____ ENTRIES SHOWN

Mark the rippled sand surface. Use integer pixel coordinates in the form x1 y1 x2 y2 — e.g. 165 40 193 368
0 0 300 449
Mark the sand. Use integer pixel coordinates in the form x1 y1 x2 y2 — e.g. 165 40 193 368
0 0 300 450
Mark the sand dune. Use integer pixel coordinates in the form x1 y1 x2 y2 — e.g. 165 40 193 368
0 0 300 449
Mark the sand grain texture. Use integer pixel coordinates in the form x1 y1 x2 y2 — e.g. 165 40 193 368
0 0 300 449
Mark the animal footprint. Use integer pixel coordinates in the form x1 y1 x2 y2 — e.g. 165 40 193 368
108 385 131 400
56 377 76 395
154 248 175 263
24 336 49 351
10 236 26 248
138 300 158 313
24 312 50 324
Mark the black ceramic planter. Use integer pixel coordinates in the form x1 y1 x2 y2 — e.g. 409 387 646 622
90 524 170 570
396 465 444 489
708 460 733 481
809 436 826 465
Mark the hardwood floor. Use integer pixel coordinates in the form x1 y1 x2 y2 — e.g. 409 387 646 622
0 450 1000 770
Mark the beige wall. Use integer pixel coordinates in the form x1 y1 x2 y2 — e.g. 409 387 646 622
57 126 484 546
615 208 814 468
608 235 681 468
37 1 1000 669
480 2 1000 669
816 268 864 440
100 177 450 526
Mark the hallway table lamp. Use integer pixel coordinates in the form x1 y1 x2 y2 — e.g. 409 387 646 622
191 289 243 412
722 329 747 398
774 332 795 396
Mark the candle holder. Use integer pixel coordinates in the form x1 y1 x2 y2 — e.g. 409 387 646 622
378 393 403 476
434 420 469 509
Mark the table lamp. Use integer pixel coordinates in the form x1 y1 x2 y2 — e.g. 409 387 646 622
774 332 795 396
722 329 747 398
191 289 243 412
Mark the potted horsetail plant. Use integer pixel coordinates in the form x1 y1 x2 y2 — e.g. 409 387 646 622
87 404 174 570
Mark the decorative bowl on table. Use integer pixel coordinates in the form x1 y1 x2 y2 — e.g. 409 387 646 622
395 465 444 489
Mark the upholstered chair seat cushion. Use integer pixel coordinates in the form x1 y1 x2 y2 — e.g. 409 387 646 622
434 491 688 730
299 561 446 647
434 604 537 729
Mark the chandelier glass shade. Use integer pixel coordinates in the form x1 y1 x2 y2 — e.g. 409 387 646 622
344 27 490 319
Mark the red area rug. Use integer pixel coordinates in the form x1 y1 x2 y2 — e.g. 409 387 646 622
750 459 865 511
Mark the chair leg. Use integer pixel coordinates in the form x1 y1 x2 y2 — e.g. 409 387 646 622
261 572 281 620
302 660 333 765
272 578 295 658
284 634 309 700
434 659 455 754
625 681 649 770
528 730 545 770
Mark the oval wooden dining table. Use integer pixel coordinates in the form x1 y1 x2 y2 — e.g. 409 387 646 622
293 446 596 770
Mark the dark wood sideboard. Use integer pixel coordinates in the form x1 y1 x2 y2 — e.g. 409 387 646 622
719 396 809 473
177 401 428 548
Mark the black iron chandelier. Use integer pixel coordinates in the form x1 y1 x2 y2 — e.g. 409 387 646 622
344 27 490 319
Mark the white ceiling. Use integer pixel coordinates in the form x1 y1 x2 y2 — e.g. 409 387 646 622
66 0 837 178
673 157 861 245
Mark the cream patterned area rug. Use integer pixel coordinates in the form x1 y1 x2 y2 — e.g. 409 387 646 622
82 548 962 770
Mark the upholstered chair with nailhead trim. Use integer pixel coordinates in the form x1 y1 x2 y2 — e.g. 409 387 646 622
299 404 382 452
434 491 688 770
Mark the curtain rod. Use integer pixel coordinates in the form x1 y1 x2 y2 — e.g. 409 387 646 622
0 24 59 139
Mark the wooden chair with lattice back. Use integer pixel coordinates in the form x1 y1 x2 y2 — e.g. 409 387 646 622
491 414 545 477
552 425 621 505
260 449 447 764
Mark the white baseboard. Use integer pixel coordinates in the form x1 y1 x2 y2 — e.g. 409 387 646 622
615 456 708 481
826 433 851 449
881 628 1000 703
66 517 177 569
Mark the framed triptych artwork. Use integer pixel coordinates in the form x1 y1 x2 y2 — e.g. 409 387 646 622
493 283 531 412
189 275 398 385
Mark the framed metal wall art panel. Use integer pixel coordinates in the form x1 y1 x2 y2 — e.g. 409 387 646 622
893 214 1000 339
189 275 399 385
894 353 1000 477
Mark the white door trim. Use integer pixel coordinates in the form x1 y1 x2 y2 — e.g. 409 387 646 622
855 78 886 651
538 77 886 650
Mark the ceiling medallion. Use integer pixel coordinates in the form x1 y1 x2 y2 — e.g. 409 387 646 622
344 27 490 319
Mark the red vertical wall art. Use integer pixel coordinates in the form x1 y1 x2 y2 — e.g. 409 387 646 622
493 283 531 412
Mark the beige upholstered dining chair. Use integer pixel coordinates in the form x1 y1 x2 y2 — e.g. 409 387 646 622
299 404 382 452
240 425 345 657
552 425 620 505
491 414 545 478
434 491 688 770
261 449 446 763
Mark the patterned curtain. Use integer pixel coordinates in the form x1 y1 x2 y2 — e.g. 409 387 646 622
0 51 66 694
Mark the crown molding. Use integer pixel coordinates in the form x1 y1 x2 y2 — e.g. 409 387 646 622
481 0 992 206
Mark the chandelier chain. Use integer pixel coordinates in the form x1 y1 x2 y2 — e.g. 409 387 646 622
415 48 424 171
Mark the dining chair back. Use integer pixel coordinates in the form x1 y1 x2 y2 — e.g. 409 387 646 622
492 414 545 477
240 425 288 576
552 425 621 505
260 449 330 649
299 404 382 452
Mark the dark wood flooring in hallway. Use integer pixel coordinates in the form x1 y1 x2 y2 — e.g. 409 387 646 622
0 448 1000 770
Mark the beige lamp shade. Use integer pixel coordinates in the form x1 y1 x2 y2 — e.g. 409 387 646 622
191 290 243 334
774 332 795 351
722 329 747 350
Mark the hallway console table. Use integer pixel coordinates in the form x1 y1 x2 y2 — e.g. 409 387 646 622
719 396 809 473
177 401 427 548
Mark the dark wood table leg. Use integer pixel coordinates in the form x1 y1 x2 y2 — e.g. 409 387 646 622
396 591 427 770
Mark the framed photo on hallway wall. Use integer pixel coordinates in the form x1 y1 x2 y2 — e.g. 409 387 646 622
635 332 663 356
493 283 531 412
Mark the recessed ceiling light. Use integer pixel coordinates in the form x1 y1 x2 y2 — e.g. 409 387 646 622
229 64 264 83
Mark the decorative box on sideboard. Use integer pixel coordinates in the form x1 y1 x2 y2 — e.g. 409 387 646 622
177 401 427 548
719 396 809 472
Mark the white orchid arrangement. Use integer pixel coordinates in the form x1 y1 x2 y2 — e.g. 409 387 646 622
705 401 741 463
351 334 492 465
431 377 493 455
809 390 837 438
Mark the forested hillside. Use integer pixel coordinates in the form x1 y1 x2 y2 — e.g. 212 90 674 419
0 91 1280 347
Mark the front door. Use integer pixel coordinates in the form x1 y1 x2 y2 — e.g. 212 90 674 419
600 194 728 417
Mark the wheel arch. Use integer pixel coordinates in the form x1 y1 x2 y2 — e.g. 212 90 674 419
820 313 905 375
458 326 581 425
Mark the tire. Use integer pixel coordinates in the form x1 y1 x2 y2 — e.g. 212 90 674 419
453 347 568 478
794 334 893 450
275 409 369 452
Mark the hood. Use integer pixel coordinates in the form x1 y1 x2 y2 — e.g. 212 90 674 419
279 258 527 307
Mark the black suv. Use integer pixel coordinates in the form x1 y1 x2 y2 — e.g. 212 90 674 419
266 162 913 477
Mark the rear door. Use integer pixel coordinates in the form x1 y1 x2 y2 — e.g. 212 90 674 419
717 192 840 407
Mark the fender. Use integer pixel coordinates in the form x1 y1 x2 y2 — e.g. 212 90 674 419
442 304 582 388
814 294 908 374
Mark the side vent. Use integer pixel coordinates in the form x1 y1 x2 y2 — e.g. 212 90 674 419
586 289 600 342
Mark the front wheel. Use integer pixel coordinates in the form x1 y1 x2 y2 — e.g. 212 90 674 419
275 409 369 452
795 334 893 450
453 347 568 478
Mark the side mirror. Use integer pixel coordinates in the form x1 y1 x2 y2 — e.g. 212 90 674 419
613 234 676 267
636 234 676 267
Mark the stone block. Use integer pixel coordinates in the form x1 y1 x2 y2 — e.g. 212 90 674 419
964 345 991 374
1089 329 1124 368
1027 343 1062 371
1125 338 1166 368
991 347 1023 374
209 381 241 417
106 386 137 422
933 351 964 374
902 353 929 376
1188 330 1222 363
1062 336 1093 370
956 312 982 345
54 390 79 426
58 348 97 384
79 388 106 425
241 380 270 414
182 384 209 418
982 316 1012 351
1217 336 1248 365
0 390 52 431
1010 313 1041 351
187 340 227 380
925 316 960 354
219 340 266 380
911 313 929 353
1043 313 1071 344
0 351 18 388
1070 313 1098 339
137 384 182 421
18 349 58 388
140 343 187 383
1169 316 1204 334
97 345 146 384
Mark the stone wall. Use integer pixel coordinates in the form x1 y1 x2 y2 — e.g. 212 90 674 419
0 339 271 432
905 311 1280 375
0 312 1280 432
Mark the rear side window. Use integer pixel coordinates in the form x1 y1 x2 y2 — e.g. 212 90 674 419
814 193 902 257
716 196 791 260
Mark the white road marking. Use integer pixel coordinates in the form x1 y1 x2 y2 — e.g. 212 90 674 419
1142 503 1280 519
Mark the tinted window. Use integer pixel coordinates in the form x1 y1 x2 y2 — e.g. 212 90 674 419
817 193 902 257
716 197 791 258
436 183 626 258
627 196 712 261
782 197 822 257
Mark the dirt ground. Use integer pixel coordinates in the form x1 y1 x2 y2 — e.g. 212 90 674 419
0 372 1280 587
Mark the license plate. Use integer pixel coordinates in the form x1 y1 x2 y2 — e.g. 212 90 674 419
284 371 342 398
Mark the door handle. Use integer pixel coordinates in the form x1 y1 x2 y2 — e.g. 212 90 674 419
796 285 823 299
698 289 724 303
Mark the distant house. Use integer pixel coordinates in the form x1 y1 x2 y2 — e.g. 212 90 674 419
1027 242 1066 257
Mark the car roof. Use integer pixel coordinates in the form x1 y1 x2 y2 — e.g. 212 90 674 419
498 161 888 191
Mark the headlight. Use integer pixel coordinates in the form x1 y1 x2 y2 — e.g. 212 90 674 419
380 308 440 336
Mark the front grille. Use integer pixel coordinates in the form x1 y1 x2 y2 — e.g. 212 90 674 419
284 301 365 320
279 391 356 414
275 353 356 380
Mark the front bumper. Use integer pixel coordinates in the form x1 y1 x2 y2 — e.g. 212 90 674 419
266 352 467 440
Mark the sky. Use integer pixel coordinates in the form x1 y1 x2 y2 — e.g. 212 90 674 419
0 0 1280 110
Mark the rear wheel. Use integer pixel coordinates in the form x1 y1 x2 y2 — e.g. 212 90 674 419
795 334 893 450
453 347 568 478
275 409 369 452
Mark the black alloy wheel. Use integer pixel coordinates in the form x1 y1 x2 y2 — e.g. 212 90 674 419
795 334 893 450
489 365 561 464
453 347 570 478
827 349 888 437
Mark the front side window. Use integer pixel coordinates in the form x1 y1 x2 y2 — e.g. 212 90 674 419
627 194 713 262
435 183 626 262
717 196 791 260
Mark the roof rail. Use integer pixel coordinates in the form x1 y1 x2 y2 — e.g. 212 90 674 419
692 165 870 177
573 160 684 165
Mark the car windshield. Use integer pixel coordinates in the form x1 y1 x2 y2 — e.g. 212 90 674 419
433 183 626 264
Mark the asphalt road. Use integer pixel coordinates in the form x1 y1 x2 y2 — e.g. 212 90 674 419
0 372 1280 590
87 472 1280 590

________

### EXERCISE DESCRIPTION
Please copy out every line of the items, starting at the line containing "Mark the beige lamp" and ending at the line containing "809 390 837 438", both ends included. Shift each coordinate in the answers up by 4, and leave all other numbers as they are.

### WRITTEN RESPONSE
Mark the beige lamp shade. Use integer pixel coordinates in the form x1 y1 x2 y2 — e.g. 409 387 646 622
195 294 247 338
778 336 799 355
726 333 751 354
Mark the hallway console table. Use integer pixel coordinates in the form x1 y1 x2 y2 — e.g. 409 387 646 622
723 400 813 477
181 405 431 552
Mark the dark wood table leg. Use integer pixel coordinates in the form x1 y1 x2 y2 — e.g. 409 387 646 622
400 595 431 774
Mark the framed photo on hallway wall. Use integer pixel coordinates in the form x1 y1 x2 y2 — e.g. 409 387 646 622
639 336 667 360
497 287 535 416
Mark the recessed ceiling light. Use integer pixel coordinates in the form x1 y1 x2 y2 — e.g. 409 387 646 622
233 68 268 87
Mark the decorative box on sideboard. Use integer pixel coordinates in the form x1 y1 x2 y2 — e.g. 409 387 646 622
181 405 431 552
723 400 813 476
Mark the white orchid arrangement. Use integer pixel coordinates in the form x1 y1 x2 y2 — e.g. 409 387 646 622
709 405 745 467
355 338 496 469
435 381 497 459
813 394 841 442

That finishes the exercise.